— WORK TO COMPLETE —
Starting at the line that contains "Point to the arching" and ending with the last line of the data, write each line as one string in a JSON list. Skip blank lines.

— SOURCE RECORDS —
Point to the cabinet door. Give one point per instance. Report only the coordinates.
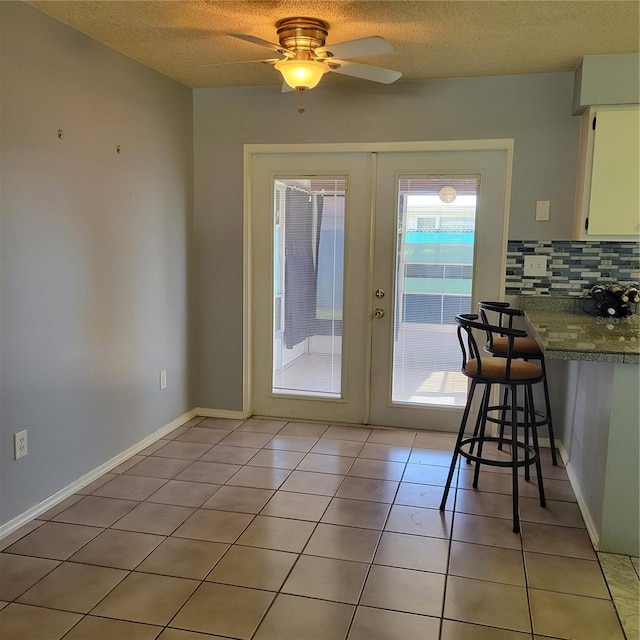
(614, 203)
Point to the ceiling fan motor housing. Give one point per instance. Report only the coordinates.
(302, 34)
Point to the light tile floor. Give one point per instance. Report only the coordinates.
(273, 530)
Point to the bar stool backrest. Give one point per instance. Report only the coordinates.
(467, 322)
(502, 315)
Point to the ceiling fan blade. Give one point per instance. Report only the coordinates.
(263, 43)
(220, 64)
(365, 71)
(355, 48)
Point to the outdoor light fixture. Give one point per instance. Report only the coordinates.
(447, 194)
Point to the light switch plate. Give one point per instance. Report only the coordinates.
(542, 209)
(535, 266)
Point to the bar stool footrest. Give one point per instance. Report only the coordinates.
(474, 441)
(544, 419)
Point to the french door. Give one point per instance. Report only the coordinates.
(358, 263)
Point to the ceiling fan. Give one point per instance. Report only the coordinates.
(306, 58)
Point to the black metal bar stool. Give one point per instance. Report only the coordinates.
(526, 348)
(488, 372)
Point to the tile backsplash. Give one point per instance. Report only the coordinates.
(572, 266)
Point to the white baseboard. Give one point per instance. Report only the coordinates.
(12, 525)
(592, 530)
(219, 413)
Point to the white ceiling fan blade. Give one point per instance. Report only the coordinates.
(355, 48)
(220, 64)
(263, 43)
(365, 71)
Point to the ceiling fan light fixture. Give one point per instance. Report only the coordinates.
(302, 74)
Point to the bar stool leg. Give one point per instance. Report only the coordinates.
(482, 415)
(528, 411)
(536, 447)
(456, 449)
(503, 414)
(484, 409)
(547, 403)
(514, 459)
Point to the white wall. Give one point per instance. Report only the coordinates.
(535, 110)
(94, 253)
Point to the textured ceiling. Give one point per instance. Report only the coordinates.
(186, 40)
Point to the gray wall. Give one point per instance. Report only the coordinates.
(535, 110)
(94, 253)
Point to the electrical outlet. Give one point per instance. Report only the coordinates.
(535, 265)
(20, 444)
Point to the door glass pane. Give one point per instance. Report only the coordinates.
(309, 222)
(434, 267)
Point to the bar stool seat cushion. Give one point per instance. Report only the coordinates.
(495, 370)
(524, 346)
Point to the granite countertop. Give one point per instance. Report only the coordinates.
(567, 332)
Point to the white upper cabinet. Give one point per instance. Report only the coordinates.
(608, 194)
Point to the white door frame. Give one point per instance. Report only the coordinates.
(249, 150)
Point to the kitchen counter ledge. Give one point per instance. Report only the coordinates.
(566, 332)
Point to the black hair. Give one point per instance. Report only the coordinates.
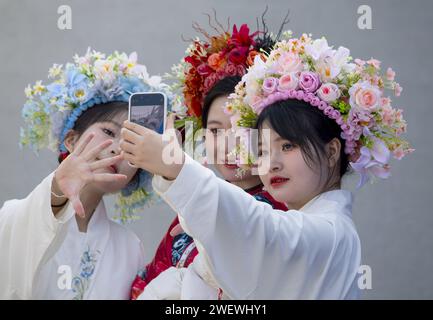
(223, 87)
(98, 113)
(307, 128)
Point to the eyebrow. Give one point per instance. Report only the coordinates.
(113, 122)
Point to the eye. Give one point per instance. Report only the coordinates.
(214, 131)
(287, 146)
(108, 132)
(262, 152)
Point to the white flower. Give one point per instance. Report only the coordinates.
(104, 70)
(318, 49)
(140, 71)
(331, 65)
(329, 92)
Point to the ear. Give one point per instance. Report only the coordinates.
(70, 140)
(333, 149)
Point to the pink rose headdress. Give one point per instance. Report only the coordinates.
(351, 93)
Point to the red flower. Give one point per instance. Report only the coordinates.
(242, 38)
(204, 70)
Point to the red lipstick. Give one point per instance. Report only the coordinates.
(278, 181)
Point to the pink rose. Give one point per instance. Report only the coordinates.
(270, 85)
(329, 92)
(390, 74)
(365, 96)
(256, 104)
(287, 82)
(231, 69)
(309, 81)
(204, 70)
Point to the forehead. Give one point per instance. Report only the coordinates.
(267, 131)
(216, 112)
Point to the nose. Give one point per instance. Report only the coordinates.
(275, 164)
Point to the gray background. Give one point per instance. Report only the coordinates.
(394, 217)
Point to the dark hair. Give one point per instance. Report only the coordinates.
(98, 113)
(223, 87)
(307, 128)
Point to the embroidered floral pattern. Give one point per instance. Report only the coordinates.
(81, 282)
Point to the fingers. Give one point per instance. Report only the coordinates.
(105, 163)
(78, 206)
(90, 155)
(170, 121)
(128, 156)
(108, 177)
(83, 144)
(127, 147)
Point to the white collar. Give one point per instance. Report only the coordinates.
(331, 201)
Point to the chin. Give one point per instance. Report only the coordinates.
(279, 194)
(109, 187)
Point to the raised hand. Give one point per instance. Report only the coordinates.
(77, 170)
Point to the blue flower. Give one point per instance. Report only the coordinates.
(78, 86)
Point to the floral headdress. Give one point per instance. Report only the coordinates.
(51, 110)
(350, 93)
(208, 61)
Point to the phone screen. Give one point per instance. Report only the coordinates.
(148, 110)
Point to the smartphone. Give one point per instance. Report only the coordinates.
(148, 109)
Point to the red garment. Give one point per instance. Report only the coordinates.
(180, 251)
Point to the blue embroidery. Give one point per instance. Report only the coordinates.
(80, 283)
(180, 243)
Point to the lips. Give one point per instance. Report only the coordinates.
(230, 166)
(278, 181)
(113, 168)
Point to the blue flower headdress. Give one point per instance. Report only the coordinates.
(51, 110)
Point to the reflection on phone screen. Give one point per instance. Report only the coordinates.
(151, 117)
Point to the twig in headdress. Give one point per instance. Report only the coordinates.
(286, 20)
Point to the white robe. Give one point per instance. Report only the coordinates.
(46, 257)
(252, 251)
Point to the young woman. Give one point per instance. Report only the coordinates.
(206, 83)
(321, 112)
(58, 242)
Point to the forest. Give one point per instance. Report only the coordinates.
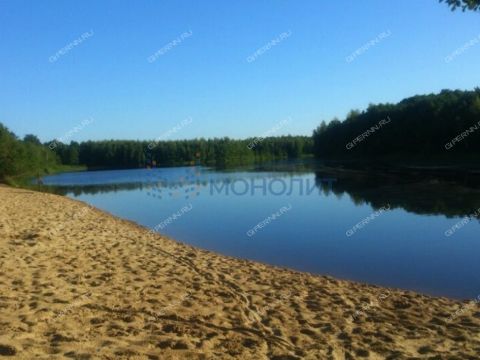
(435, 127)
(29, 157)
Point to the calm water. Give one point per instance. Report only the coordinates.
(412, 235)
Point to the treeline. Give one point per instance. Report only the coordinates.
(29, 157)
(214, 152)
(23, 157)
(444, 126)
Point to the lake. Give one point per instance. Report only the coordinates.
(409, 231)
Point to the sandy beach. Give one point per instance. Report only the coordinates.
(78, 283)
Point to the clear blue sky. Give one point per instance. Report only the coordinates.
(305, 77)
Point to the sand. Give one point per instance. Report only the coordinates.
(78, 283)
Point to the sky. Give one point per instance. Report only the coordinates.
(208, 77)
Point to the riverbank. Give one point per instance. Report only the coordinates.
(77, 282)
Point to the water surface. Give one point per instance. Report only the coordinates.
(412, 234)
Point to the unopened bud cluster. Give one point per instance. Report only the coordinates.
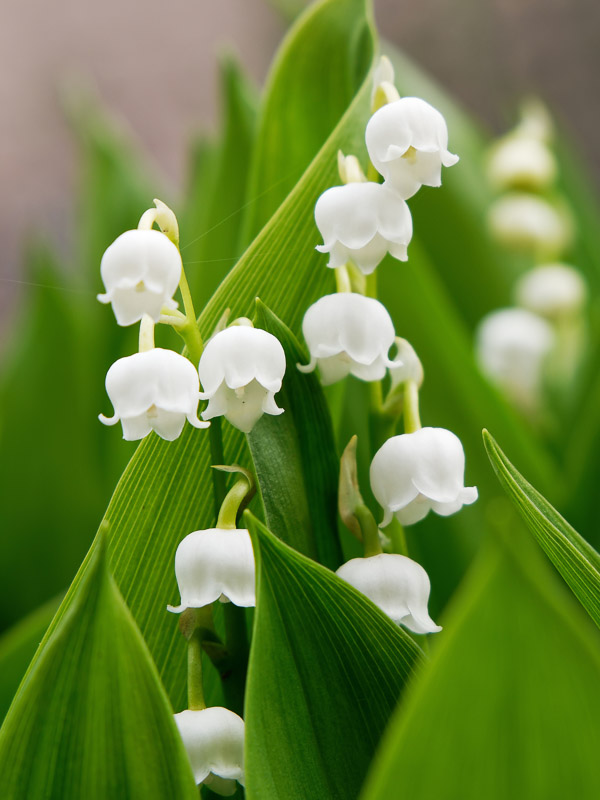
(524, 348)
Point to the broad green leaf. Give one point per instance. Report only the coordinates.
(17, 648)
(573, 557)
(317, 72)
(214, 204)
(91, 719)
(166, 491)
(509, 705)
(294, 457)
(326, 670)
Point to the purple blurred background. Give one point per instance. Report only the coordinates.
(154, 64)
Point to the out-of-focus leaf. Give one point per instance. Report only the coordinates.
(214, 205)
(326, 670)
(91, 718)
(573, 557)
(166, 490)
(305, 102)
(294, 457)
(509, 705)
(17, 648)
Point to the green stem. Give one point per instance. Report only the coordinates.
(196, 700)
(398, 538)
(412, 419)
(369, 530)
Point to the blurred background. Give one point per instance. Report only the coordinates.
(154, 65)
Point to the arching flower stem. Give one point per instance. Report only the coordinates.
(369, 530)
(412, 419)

— PROBLEM SOLUTION —
[
  "Point to the arching flower stem. Give one point per instance. Report only the coordinates.",
  "(369, 530)",
  "(412, 419)"
]